Lay out the listing as a Markdown table with the columns Row and Line. Start at the first line of the listing, end at the line that contains "point(244, 519)", and skip any blank lines.

Given data:
* * * * * * * * *

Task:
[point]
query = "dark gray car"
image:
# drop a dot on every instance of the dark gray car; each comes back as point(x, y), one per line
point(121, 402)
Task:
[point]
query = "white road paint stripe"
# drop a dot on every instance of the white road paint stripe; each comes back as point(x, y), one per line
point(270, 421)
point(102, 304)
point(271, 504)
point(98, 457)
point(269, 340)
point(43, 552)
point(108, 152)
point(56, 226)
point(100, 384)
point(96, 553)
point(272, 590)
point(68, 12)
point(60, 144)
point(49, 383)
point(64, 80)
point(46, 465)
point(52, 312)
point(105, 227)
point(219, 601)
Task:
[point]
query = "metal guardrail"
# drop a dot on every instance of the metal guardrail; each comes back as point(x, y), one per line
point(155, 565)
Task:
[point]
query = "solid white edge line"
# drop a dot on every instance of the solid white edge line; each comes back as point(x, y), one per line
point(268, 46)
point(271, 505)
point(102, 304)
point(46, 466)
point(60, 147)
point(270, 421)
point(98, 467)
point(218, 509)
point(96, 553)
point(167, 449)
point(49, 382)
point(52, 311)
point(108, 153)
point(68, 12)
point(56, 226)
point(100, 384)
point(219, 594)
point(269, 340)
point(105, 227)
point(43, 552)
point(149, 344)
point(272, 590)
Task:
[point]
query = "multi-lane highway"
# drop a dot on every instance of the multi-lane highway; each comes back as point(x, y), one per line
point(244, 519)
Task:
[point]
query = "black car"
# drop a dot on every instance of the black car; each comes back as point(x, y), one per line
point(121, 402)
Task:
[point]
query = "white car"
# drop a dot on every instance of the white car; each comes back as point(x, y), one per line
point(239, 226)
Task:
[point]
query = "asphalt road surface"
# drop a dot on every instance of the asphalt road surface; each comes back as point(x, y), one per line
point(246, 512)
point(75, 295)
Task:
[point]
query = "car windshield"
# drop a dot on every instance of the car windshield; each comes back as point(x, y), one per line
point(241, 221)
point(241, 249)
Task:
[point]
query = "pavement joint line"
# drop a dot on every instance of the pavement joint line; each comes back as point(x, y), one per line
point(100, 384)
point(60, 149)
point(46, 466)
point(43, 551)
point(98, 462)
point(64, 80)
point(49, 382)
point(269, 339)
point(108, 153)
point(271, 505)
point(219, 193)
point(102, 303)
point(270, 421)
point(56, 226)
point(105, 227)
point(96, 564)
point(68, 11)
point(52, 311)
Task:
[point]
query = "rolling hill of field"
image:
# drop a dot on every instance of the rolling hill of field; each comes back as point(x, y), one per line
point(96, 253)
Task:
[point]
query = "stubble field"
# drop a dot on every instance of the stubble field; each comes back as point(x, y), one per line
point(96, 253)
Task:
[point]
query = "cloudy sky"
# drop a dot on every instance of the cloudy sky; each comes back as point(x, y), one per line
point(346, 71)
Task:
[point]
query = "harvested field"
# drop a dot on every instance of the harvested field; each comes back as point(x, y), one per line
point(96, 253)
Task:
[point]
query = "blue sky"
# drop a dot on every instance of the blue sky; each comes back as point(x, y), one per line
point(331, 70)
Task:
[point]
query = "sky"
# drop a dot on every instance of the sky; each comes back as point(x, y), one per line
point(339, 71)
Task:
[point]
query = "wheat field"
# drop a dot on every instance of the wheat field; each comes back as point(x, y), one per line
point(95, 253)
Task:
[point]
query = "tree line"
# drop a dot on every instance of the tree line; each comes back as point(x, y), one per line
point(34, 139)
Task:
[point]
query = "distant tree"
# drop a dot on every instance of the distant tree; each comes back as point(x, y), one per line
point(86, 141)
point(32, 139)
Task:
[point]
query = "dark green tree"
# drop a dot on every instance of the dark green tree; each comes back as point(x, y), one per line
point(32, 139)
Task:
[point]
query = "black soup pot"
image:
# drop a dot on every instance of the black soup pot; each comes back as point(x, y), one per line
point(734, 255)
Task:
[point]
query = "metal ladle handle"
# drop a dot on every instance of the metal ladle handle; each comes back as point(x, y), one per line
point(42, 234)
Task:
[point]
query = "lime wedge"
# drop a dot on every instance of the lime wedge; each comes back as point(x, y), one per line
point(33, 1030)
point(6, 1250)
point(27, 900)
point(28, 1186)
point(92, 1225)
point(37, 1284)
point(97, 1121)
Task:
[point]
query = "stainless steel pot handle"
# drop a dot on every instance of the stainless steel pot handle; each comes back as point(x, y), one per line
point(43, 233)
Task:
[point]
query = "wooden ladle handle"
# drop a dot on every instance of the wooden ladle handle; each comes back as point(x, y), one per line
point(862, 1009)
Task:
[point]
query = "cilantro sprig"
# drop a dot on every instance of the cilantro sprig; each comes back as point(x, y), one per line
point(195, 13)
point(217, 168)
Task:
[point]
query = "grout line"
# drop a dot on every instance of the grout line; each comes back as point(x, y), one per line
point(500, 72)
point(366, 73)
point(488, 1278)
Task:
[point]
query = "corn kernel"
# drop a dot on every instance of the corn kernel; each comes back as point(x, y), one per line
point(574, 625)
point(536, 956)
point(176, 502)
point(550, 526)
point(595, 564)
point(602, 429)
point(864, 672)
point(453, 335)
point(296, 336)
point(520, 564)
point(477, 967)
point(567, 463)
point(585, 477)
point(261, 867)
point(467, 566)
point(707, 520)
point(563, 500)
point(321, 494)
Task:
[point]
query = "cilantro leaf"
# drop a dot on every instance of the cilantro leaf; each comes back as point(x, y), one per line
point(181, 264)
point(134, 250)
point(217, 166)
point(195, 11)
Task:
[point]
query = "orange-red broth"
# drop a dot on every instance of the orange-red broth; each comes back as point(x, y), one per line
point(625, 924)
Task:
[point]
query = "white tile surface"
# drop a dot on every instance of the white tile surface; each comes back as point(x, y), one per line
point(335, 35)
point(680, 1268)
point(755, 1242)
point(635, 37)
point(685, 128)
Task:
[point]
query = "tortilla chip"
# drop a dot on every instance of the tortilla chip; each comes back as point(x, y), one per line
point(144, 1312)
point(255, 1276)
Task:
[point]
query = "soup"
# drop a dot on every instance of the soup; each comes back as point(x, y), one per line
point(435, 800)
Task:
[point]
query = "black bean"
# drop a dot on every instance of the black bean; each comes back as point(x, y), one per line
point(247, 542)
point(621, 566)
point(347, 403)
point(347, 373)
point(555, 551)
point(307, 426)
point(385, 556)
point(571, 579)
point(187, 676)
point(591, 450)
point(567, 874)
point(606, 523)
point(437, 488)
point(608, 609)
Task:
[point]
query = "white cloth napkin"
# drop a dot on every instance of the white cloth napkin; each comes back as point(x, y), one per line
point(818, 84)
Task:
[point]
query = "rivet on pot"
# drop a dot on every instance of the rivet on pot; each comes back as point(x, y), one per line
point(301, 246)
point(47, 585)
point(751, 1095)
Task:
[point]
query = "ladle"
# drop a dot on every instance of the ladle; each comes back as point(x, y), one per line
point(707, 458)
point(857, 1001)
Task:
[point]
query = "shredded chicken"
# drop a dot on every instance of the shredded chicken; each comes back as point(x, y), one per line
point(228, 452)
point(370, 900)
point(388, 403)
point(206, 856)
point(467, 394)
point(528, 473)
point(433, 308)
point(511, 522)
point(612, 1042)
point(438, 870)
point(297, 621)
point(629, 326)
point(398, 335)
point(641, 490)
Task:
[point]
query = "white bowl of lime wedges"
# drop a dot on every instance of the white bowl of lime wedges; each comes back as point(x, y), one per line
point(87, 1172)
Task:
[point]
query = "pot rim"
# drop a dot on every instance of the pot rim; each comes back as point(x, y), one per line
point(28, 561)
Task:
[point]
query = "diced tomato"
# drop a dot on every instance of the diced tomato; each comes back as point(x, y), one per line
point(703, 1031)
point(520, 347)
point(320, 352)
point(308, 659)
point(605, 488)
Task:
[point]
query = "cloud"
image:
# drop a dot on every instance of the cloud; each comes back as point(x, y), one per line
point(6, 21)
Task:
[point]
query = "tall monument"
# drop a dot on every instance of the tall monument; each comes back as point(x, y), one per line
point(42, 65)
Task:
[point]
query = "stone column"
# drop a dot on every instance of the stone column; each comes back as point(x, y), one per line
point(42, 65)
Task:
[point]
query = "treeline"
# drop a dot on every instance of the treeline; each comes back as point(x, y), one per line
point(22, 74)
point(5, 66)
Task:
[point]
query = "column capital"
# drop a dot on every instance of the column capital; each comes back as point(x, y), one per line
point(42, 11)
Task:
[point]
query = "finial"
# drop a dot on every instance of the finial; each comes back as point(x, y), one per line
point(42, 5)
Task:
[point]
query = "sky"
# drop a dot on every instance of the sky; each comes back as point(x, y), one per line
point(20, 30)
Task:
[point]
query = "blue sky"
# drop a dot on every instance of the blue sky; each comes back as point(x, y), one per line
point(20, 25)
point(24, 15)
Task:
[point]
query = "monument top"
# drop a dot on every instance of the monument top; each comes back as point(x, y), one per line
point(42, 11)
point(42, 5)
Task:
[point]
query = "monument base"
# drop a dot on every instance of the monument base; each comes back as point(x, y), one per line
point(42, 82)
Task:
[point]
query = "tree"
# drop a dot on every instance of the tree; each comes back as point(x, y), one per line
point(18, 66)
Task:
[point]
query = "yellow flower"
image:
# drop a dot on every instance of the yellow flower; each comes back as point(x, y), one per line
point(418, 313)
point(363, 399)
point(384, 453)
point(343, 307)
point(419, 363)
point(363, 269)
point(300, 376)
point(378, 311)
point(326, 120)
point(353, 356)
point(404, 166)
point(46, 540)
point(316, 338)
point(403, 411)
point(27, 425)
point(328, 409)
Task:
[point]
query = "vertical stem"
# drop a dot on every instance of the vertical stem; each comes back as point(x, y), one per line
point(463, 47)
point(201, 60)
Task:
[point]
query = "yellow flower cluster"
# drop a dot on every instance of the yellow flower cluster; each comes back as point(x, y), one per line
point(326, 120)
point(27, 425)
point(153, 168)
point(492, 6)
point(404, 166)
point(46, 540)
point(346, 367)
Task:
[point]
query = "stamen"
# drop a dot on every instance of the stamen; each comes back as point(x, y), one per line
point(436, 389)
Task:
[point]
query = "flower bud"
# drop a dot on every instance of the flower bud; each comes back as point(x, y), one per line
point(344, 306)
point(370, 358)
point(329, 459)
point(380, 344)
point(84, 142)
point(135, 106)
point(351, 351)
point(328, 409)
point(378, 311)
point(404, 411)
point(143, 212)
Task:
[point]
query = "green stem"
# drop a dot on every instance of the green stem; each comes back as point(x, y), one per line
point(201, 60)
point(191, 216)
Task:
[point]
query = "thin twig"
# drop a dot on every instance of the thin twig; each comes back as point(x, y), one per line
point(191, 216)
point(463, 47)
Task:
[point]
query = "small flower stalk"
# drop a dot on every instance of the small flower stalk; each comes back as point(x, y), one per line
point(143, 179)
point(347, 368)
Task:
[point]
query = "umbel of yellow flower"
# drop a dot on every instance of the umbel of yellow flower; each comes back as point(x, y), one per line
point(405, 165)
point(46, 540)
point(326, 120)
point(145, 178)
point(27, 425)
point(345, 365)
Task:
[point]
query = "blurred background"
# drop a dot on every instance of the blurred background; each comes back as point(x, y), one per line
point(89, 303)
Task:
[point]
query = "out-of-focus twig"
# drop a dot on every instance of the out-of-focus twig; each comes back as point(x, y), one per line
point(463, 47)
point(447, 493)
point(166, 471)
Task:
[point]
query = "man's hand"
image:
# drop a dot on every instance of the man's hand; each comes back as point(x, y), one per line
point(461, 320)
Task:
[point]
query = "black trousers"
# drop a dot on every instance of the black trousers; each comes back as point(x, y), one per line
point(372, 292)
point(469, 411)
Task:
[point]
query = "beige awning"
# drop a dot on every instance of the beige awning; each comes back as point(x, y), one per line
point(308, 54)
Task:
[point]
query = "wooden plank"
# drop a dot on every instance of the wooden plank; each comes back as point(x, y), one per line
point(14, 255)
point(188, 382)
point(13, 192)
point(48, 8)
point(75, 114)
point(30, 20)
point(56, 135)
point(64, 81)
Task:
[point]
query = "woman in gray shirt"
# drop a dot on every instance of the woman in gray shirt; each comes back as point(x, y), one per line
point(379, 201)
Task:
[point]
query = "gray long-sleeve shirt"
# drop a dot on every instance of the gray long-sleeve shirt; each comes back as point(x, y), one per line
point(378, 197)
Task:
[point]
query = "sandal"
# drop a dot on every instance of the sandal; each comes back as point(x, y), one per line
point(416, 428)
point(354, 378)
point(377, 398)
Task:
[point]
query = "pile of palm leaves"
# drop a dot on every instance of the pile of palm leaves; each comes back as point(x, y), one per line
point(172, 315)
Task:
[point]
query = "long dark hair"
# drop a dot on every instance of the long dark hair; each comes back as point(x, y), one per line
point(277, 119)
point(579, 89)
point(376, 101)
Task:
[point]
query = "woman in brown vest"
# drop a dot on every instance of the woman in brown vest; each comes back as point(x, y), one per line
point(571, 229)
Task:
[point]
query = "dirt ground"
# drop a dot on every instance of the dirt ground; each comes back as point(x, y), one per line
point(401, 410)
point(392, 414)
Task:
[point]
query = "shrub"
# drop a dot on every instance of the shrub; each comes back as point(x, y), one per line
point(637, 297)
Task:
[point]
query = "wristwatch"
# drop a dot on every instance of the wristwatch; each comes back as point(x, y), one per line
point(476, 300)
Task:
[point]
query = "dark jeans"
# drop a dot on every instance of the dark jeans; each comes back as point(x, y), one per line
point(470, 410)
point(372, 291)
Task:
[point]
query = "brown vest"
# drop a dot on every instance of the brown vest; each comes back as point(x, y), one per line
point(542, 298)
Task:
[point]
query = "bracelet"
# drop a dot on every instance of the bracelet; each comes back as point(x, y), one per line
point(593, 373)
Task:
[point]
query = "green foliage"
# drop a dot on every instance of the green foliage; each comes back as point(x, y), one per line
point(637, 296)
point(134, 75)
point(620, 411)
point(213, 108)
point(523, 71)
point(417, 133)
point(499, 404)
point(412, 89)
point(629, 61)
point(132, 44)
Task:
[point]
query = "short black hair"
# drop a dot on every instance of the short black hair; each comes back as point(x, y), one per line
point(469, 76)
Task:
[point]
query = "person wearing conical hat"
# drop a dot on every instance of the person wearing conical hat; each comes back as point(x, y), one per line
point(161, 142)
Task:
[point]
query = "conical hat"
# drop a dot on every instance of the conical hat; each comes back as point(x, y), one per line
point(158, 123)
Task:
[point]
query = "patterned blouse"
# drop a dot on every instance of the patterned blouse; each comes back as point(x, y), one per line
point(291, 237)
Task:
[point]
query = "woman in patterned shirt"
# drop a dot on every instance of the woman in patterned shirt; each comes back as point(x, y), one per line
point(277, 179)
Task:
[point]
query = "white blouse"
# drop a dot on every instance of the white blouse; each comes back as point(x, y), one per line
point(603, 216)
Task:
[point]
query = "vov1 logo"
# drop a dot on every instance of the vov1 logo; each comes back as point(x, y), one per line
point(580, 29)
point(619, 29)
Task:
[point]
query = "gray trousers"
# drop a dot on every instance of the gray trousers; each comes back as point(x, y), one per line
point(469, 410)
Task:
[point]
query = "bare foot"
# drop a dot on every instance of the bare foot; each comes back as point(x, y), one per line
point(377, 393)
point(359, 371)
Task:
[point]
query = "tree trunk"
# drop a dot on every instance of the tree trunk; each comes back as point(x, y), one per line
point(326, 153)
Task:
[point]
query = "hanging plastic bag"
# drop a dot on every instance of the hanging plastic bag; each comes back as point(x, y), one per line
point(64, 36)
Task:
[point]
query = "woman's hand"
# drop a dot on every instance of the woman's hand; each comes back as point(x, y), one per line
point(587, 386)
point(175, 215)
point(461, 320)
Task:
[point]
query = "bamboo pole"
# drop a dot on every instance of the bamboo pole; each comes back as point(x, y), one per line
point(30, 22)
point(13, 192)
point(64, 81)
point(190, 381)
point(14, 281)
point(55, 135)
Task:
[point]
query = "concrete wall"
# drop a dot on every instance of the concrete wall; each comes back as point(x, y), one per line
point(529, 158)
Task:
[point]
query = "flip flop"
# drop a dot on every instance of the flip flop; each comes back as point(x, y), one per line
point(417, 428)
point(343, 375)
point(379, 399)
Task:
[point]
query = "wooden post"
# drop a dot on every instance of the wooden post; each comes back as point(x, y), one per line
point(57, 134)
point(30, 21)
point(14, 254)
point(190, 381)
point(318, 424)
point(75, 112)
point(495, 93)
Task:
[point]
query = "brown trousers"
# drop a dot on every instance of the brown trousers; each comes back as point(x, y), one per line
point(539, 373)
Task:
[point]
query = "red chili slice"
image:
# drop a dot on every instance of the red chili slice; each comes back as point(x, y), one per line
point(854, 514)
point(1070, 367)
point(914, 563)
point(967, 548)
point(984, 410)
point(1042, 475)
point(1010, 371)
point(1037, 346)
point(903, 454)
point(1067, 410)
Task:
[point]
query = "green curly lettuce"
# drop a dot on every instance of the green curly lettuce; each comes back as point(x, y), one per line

* * * * * * * * *

Exercise result:
| Row | Line |
|---|---|
| 1 | Task: |
| 2 | [point] |
| 3 | query = "dark gray car" |
| 4 | image: |
| 5 | # drop a dot on every instance of the dark gray car; each comes back as point(x, y), one per line |
| 6 | point(121, 402) |
| 7 | Task: |
| 8 | [point] |
| 9 | query = "white road paint stripe" |
| 10 | # drop a dot on every instance of the white road paint stripe; each comes back as point(x, y), one per line |
| 11 | point(270, 421) |
| 12 | point(102, 304) |
| 13 | point(271, 504) |
| 14 | point(98, 457) |
| 15 | point(269, 340) |
| 16 | point(43, 552) |
| 17 | point(108, 152) |
| 18 | point(56, 226) |
| 19 | point(100, 384) |
| 20 | point(96, 553) |
| 21 | point(272, 590) |
| 22 | point(68, 12) |
| 23 | point(60, 144) |
| 24 | point(49, 383) |
| 25 | point(64, 80) |
| 26 | point(46, 465) |
| 27 | point(52, 312) |
| 28 | point(105, 227) |
| 29 | point(219, 601) |
| 30 | Task: |
| 31 | [point] |
| 32 | query = "metal guardrail" |
| 33 | # drop a dot on every instance of the metal guardrail; each comes back as point(x, y), one per line |
| 34 | point(155, 565) |
| 35 | Task: |
| 36 | [point] |
| 37 | query = "solid white edge line" |
| 38 | # drop a dot on every instance of the solid white edge line; each comes back as point(x, y), one per line |
| 39 | point(268, 46) |
| 40 | point(271, 505) |
| 41 | point(102, 304) |
| 42 | point(46, 466) |
| 43 | point(60, 147) |
| 44 | point(270, 421) |
| 45 | point(98, 467) |
| 46 | point(218, 509) |
| 47 | point(96, 553) |
| 48 | point(167, 449) |
| 49 | point(49, 382) |
| 50 | point(52, 311) |
| 51 | point(108, 153) |
| 52 | point(68, 12) |
| 53 | point(56, 226) |
| 54 | point(100, 384) |
| 55 | point(219, 594) |
| 56 | point(269, 340) |
| 57 | point(105, 227) |
| 58 | point(43, 552) |
| 59 | point(149, 344) |
| 60 | point(272, 590) |
| 61 | Task: |
| 62 | [point] |
| 63 | query = "multi-lane highway" |
| 64 | # drop a dot on every instance of the multi-lane highway; each comes back as point(x, y), one per line |
| 65 | point(244, 519) |